··· Data rows ···
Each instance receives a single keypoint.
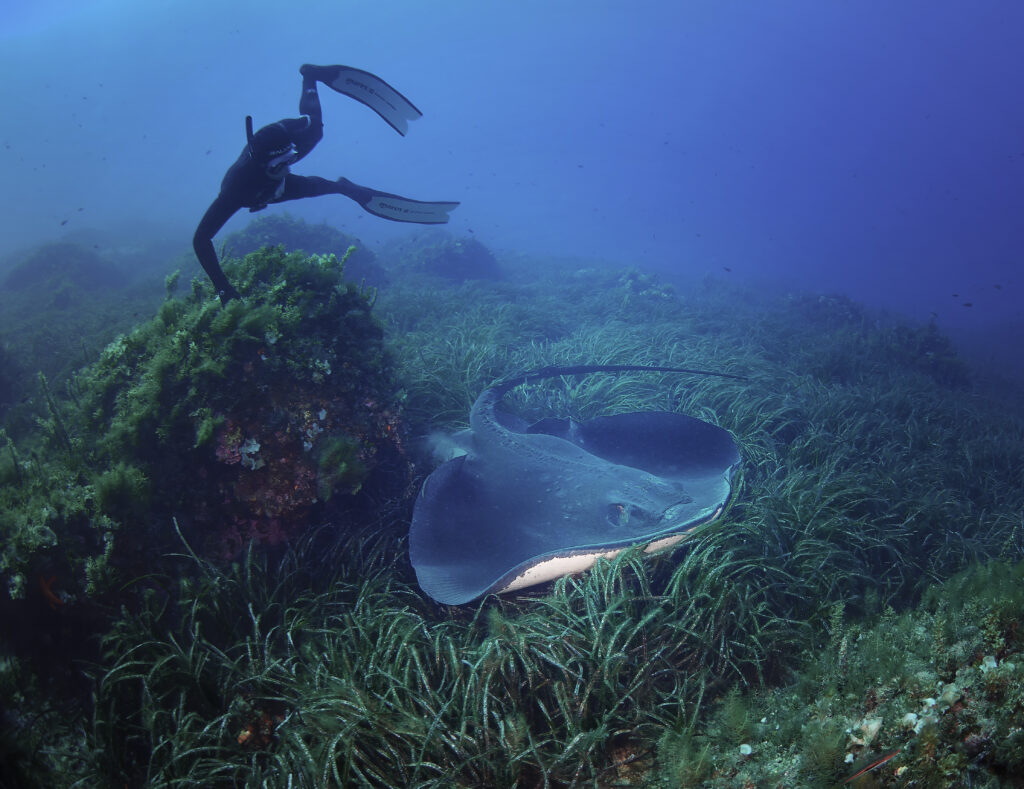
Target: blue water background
(871, 148)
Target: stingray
(526, 505)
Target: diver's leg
(305, 138)
(299, 186)
(382, 204)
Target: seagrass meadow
(854, 614)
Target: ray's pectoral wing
(543, 505)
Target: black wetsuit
(250, 183)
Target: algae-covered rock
(245, 423)
(298, 235)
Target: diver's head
(271, 146)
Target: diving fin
(395, 208)
(369, 89)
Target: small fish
(871, 766)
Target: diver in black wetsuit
(261, 175)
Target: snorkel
(276, 160)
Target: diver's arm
(215, 217)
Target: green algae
(780, 627)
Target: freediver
(261, 176)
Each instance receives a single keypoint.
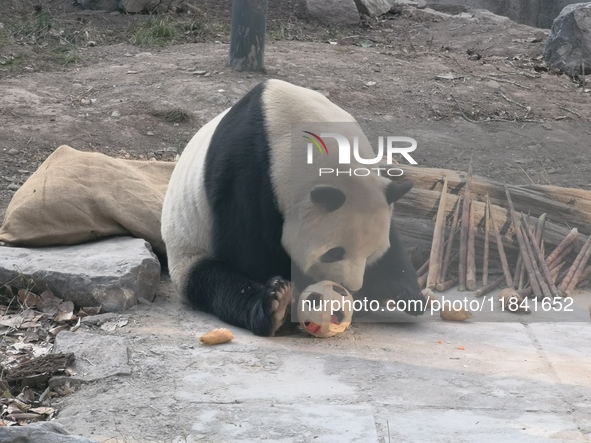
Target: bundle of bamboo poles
(533, 274)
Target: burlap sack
(76, 197)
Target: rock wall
(539, 13)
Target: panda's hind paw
(279, 292)
(414, 300)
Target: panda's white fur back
(187, 233)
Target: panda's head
(336, 230)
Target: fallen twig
(438, 239)
(500, 248)
(464, 229)
(522, 247)
(486, 246)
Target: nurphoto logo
(391, 146)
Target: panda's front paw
(409, 295)
(278, 294)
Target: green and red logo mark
(317, 140)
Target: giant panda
(238, 226)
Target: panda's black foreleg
(393, 277)
(213, 287)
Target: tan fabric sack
(76, 197)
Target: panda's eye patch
(333, 255)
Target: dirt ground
(462, 85)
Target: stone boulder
(111, 273)
(333, 12)
(569, 44)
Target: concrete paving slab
(512, 382)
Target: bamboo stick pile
(532, 274)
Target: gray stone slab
(111, 273)
(97, 356)
(329, 11)
(44, 432)
(319, 423)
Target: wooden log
(423, 269)
(569, 240)
(444, 286)
(423, 281)
(464, 231)
(575, 266)
(556, 270)
(450, 243)
(537, 291)
(486, 246)
(557, 202)
(490, 287)
(415, 214)
(501, 250)
(532, 257)
(560, 259)
(540, 225)
(543, 266)
(580, 270)
(438, 239)
(471, 255)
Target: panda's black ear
(328, 197)
(394, 191)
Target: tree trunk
(247, 43)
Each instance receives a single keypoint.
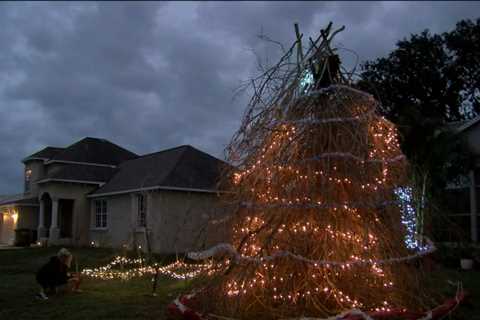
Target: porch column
(473, 208)
(41, 230)
(54, 230)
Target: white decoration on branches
(226, 248)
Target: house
(95, 192)
(464, 197)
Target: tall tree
(425, 84)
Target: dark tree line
(427, 84)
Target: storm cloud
(149, 76)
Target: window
(141, 210)
(28, 176)
(100, 213)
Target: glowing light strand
(226, 248)
(136, 268)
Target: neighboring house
(94, 192)
(464, 198)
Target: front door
(65, 217)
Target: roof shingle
(93, 150)
(180, 167)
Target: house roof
(94, 151)
(18, 199)
(78, 173)
(44, 154)
(183, 167)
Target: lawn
(132, 299)
(112, 299)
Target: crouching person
(54, 277)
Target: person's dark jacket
(52, 274)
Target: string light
(132, 268)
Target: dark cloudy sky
(150, 76)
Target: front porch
(55, 221)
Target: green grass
(112, 299)
(132, 299)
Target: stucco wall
(178, 222)
(38, 172)
(81, 206)
(27, 217)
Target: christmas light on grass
(133, 268)
(321, 223)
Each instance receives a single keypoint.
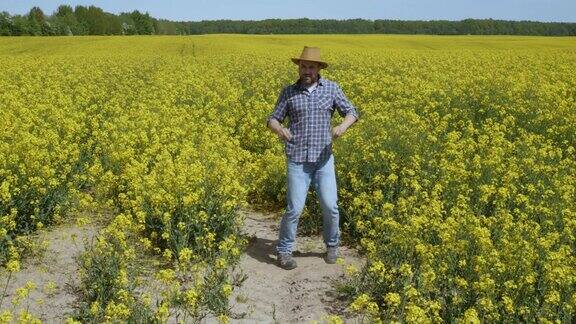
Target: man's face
(308, 72)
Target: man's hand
(338, 131)
(284, 134)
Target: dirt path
(54, 274)
(272, 294)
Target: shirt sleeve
(343, 105)
(281, 108)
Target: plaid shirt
(310, 115)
···
Task statement: Reproduce all of the data exactly, omitting each picture it holds.

Answer to the exercise:
Each instance receives a single keypoint.
Target: blue water background
(871, 148)
Target: stingray
(526, 505)
Target: diver's leg
(305, 138)
(299, 186)
(382, 204)
Target: seagrass meadow
(854, 614)
Target: ray's pectoral wing
(543, 505)
Target: black wetsuit
(250, 183)
Target: algae-covered rock
(245, 423)
(298, 235)
Target: diver's head
(271, 146)
Target: diving fin
(395, 208)
(369, 89)
Target: small fish
(871, 766)
Target: diver in black wetsuit
(261, 175)
Target: snorkel
(276, 160)
Target: diver's arm
(215, 217)
Target: green algae
(780, 627)
Target: freediver
(261, 176)
Each instance receives a single keypoint.
Target: bundle of bamboo poles
(533, 274)
Target: burlap sack
(76, 197)
Target: rock wall
(539, 13)
Target: panda's hind paw
(279, 292)
(414, 300)
Target: panda's white fur back
(187, 233)
Target: panda's head
(336, 230)
Target: fallen twig
(438, 239)
(500, 248)
(464, 229)
(522, 247)
(486, 246)
Target: nurphoto logo
(391, 146)
Target: panda's front paw
(409, 295)
(278, 294)
Target: green and red logo mark
(317, 140)
Target: giant panda
(238, 226)
Target: panda's black foreleg
(393, 277)
(213, 287)
Target: tan fabric sack
(76, 197)
Target: panda's eye patch
(333, 255)
Target: dirt ground
(462, 85)
Target: stone boulder
(111, 273)
(333, 12)
(569, 44)
Target: concrete paving slab
(512, 382)
Target: bamboo stick pile
(532, 274)
Target: gray stone slab
(111, 273)
(97, 356)
(329, 11)
(44, 432)
(319, 423)
Target: wooden log
(423, 269)
(569, 240)
(444, 286)
(423, 281)
(464, 231)
(575, 266)
(556, 270)
(450, 243)
(537, 291)
(486, 246)
(557, 202)
(490, 287)
(415, 214)
(501, 250)
(532, 257)
(560, 259)
(540, 225)
(543, 266)
(580, 270)
(438, 239)
(471, 255)
Target: panda's black ear
(328, 197)
(394, 191)
Target: tree trunk
(247, 43)
Each instance receives a single keypoint.
Target: porch column
(473, 208)
(41, 230)
(54, 230)
Target: white decoration on branches
(226, 248)
Target: house
(95, 192)
(464, 197)
Target: tall tree
(425, 84)
Target: dark tree line
(427, 84)
Target: storm cloud
(149, 76)
Target: window
(141, 210)
(28, 176)
(100, 213)
Target: glowing light strand
(226, 248)
(136, 268)
Target: neighboring house
(94, 192)
(464, 198)
Target: front door
(65, 217)
Target: roof shingle
(93, 150)
(180, 167)
Target: house roof
(94, 151)
(18, 199)
(78, 173)
(44, 154)
(183, 167)
Target: lawn
(132, 299)
(112, 299)
Target: crouching person
(54, 277)
Target: person's dark jacket
(52, 274)
Target: string light
(132, 268)
Target: dark cloudy sky
(150, 76)
Target: front porch
(55, 221)
Target: green grass
(112, 299)
(132, 299)
Target: stucco wall
(178, 222)
(38, 172)
(81, 206)
(27, 217)
Target: christmas light on grass
(133, 268)
(321, 223)
Each instance receives a single keypoint.
Target: man's face
(308, 72)
Target: man's hand
(338, 131)
(284, 134)
Target: dirt path
(54, 274)
(272, 294)
Target: shirt sleeve
(343, 105)
(281, 108)
Target: plaid shirt
(310, 115)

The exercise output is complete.